EXERCISE AIM – Extract the complete listing and output it unchanged.

[Coordinate annotation entries]
┄┄┄┄┄┄┄┄┄┄┄┄┄┄┄┄┄┄┄┄
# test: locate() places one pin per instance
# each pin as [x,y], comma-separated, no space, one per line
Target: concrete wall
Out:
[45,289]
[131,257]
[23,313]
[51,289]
┄┄┄┄┄┄┄┄┄┄┄┄┄┄┄┄┄┄┄┄
RESULT FOR THIS TASK –
# test: locate() places one pin per instance
# each pin as [x,y], comma-separated, no space, one per line
Target: concrete wall
Out:
[45,289]
[131,257]
[23,313]
[51,289]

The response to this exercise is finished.